◆ **BRANO**:

8 aprile 2013 -
Per tanti italiani è diventato
“il”
rito mattutino: consumare la prima colazione
al bar.
C’è chi trangugia, in piedi, un espresso e
scappa via.
C’è chi, invece, centellina, senza fretta,
un cappuccino ben schiumoso, intingendovi un
cornetto,
“crudo”
o
“farcito”.
Va chiarito subito che la «colazione»,
dal punto di vista storico-semantico, non ha
niente a che vedere con le prime ore del
mattino.
Deriva dal latino collatio-onis (= il
mettere insieme), da cui a sua volta
proviene anche il verbo confèro
(=riunisco). In effetti, "far colazione"
indicava, originariamente, una breve
adunanza vespertina di monaci, nel corso
della quale venivano commentati alcuni passi
dei Testi Sacri e alla quale faceva seguito
un pasto leggero.
Per tutti noi, ormai da tempo inveterato, la
"colazione" (detta anche la "prima"
colazione) è il primo pasto del giorno,
quello mattiniero che rompe il digiuno
notturno.
Questo significato è il medesimo in molte
altre lingue. In inglese si dice
breakfast, cioè l'interruzione (break)
del digiuno (fast), in francese è
petit déjeuner, cioè un piccolo (petit)
pranzo (déjeuner), che a sua volta
viene dalla parola “jeune”, digiuno.
In tedesco è Frühstück, cioè un
qualcosa/pezzo (Stück) che si mangia
presto (früh). Lo stesso In spagnolo,
= desayuno, cioè interruzione (-de)
del digiuno (ayuno).
Come si rompa questo digiuno, varia da Paese
a Paese.
In Grecia si mangia pane di sesamo,
formaggio con olive e caffè; In Germania si
prende latte, succo di frutta e gallette con
burro; In Svezia si mangia pane con pesce
affumicato, burro, caffè e succo di agrumi;
In Gran Bretagna si mangiano uova, bacon,
frittate, the al latte, pane tostato con
burro, succo di frutta e cereali. In Francia
la colazione tradizionale è composta da
caffelatte, cornetti o piccoli panini al
burro;
In Italia la prima colazione non è mai stata
un vero, anche se piccolo, pasto. Tanto meno
ai tempi nostri. La scusa, in generale, è
che spesso non si ha il tempo di
organizzarla e di consumarla quindi con
serenità; alcuni si lamentano di essere
traumatizzati dalla sveglia (poverini!),
altri che non han dormito per un tempo
sufficiente. Tutti pretesti per poltrire a
letto un po’ di più. E, si sa, i pretesti
non hanno mai bisogno di essere verosimili.
Altrimenti sarebbero delle ragioni. (Come
scriveva André Maurais). Tant’è.
Preoccupati, forse, del dover affrontare
prima il traffico e poi il lavoro (Mamma
mia, che stress!), pochi si mettono a
tavola, ancora mezzo addormentati, per
trangugiare "qualcosa", magari in fretta e
furia.
Rimane una sola alternativa: il bar
sotto-casa.

◆ **CONSEGNE**:
**a)** Riformula in forma più concisa il paragrafo del brano che inizia con «Per tutti noi, ormai da tempo inveterato», mantenendone le informazioni principali.
**b)** In base al brano, rispondi a ciascuna domanda su una riga distinta:
(i) Da quale termine latino deriva la parola «colazione»?
(ii) Che cosa si mangia a colazione in Svezia?
(iii) Quale unica alternativa rimane secondo l'ultima frase?
Le righe provengono da una fonte diversa dal brano.

◆ **RIGHE DEL DATASET**:

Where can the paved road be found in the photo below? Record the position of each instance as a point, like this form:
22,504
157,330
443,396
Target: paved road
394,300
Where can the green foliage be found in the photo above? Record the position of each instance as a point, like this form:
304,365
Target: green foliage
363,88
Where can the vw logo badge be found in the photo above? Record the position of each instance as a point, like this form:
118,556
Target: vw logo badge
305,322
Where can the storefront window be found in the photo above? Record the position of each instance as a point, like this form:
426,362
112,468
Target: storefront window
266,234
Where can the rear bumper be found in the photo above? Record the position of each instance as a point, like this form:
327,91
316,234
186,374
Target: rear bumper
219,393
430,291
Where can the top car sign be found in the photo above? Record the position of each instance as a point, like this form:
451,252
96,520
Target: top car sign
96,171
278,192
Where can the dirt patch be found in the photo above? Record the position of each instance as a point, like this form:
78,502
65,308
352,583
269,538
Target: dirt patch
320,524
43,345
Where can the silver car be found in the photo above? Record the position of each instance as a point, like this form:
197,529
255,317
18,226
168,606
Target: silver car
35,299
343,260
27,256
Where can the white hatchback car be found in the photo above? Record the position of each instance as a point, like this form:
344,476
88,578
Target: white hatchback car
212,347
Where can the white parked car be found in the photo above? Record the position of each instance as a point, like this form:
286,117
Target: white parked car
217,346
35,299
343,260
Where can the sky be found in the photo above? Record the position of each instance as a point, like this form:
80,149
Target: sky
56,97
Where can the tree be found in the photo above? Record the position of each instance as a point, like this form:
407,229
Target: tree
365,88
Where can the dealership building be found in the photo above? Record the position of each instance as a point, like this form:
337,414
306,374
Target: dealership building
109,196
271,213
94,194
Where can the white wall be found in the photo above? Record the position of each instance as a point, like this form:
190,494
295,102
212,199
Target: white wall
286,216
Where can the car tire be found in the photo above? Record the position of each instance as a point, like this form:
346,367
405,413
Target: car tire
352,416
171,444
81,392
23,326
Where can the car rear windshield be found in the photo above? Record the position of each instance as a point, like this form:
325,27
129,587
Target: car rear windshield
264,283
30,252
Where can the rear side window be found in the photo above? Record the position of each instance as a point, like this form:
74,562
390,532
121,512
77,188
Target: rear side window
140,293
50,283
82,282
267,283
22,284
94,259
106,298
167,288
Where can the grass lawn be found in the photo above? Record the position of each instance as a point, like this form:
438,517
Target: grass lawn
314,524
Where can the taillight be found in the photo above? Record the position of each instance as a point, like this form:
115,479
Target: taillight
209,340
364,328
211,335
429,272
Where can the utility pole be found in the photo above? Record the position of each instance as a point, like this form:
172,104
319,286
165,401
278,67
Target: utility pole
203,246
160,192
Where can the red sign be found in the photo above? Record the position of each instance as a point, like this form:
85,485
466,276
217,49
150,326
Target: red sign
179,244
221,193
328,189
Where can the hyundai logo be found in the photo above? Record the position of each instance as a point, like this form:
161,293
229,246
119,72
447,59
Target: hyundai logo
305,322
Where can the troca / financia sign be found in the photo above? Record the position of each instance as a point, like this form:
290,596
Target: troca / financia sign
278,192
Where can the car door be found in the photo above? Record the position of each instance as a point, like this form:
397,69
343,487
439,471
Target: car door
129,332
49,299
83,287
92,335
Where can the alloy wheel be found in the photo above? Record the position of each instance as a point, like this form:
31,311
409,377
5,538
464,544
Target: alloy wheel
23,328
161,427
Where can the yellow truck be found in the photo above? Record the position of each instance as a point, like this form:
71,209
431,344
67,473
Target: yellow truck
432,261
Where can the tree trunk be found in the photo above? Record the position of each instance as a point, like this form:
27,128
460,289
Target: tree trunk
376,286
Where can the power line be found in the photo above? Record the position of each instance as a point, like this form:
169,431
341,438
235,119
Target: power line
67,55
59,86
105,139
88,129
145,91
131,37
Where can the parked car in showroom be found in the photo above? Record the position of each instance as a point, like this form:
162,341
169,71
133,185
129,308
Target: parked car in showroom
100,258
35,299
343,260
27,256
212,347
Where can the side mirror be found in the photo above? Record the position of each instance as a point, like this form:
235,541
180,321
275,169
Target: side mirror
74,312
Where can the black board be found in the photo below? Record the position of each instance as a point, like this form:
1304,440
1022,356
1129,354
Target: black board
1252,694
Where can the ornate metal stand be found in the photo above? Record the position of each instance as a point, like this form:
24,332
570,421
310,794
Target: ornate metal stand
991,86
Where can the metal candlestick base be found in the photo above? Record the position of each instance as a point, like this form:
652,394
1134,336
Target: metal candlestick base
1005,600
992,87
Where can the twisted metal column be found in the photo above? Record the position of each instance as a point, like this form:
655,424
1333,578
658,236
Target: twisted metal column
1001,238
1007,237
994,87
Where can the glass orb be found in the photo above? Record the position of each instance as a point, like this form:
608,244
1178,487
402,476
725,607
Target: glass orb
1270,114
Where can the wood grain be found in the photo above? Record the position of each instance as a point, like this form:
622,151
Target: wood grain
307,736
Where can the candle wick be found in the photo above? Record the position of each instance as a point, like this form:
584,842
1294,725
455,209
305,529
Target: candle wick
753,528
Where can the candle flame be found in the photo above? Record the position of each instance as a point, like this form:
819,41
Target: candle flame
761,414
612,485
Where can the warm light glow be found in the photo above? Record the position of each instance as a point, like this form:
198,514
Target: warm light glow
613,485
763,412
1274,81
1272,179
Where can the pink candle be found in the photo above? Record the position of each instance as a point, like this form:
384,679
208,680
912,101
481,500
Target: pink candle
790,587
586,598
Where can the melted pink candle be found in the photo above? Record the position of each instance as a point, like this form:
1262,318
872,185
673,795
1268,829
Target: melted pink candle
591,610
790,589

◆ **SOLUZIONI**:
**a)** Da tempo la colazione, chiamata anche prima colazione, è per tutti il primo pasto del giorno. Si consuma al mattino e interrompe il digiuno della notte.

**b)**
(i) Dal latino collatio-onis, cioè «il mettere insieme».
(ii) Pane con pesce affumicato, burro, caffè e succo di agrumi.
(iii) Il bar sotto-casa.